═════ QUOTED PASSAGE

Name mangling

In software compiler engineering, name mangling (more properly called name decoration, although this term is rarely used in practice) is a technique used to solve various problems caused by the need to resolve unique names for programming entities in many modern programming languages. The need arises where the language allows different entities to be named with the same identifier as long as they occupy a different namespace (where a namespace is typically defined by a module, class, or explicit namespace directive).

Contents

1 Name mangling in Microsoft Windows 2 Name mangling in C++ 2.1 Simple example 2.2 Complex example 2.3 How different compilers mangle the same functions 2.4 Mangling for other C++ constructs 2.5 Handling of C symbols when linking from C++ 2.6 Standardised name mangling in C++ 2.7 Real-world effects of C++ name mangling 3 Name mangling in Java 3.1 Creating unique names for inner and anonymous classes 3.2 Handling issues with the java to native interface 4 Name mangling in Python 5 Name mangling in Borland's Turbo Pascal / Delphi range 6 Name mangling in Objective-C 7 External links

Name mangling in Microsoft Windows

Note: there's also an article on this at Name decoration

While in general C, Pascal and other languages not supporting function overloading do not require or use name mangling, it is used in some cases to provide additional information about function. For example, compilers targeted at Microsoft Windows platforms support a variety of calling conventions, which determine the manner in which parameters are sent to subroutines and results returned. As these are mutually incompatible, compilers mangle symbols with codes detailing the calling convention. The mangling scheme was established by Microsoft, and has been informally followed by other compilers including Borland and GNU gcc. The scheme even applies to other languages, such as pascal, Delphi and C# (allowing subroutines written in those languages to call, or be called by, existing Windows libraries using a calling convention different from their default).

When compiling the following C examples:

int _cdecl    f(int x) { return 0; }
int _stdcall  g(int y) { return 0; }
int _fastcall h(int z) { return 0; }

_cdecl is the default for C functions, if no calling convention is stated explicitly.

32 bit compilers emit, respectively:

_f
_g@4
@h@4

In the stdcall and fastcall mangling schemes, the function is encoded as _name@X, where X is the size of the argument(s) passed on the stack, in bytes.

• todo: more stuff about parameter sizes and show mangling for different param lists, maybe variadics too
• todo: try the above with 16 bit compilers: I think those "4"s will become "2"s
• todo: try _pascal, _safecall, and FAR in 16 bit compilers too

Name mangling in C++

C++ compilers are the most widespread, and yet least standard, users of name mangling. The first C++ compilers were implemented as translators to C source code, which would then be compiled by a C compiler to object code; because of this, symbol names had to conform to C identifier rules. Even later, with the emergence of compilers which produced machine code or assembler directly, the system's linker generally did not support C++ symbols, and mangling was still required.

══════════
═════ GIVEN DATA

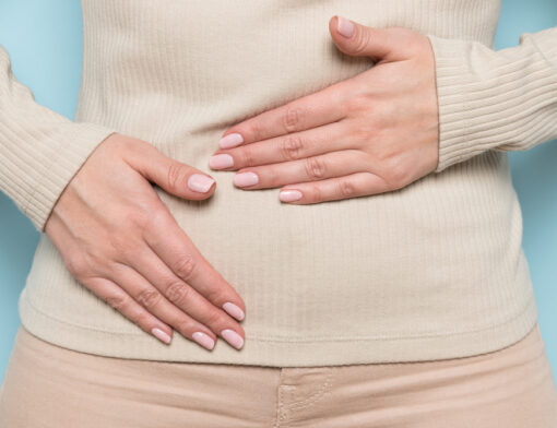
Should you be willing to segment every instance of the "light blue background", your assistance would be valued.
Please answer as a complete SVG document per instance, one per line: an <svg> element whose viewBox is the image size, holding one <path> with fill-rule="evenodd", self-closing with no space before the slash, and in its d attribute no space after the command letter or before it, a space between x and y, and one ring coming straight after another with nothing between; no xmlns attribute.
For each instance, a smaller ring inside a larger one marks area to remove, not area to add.
<svg viewBox="0 0 557 428"><path fill-rule="evenodd" d="M515 46L521 33L557 24L555 0L503 0L496 47ZM0 44L12 70L38 103L72 118L81 76L82 17L78 0L0 0ZM557 380L557 142L510 154L524 216L540 326ZM0 192L0 382L20 323L17 298L25 285L38 233Z"/></svg>

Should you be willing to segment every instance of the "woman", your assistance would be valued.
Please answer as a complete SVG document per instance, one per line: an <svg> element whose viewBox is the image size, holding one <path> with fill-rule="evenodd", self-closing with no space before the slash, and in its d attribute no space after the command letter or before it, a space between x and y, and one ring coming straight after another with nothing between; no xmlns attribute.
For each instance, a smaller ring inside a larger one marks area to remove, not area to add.
<svg viewBox="0 0 557 428"><path fill-rule="evenodd" d="M557 423L506 153L557 136L556 28L82 4L75 122L2 56L1 185L44 234L1 426Z"/></svg>

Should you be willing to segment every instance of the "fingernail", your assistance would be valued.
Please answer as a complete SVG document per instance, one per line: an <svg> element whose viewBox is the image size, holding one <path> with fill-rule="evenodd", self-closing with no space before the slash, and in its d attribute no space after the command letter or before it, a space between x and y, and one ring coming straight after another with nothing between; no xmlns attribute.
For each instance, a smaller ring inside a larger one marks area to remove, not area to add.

══════════

• GIVEN TASK A:
Please reproduce the name mangling article from "When compiling the" up to and including "is stated explicitly.", substituting "return 1" for every "return 0".
• GIVEN TASK B:
Answer these questions from the name mangling article:
(i) What name does the article give as the more proper term for name mangling?
(ii) Who established the mangling scheme used for Windows calling conventions?
(iii) What do 32 bit compilers emit for the _fastcall function h?

• EXPECTED ANSWER A:
When compiling the following C examples:

int _cdecl    f(int x) { return 1; }
int _stdcall  g(int y) { return 1; }
int _fastcall h(int z) { return 1; }

_cdecl is the default for C functions, if no calling convention is stated explicitly.

• EXPECTED ANSWER B:
(i) Name decoration.
(ii) Microsoft.
(iii) @h@4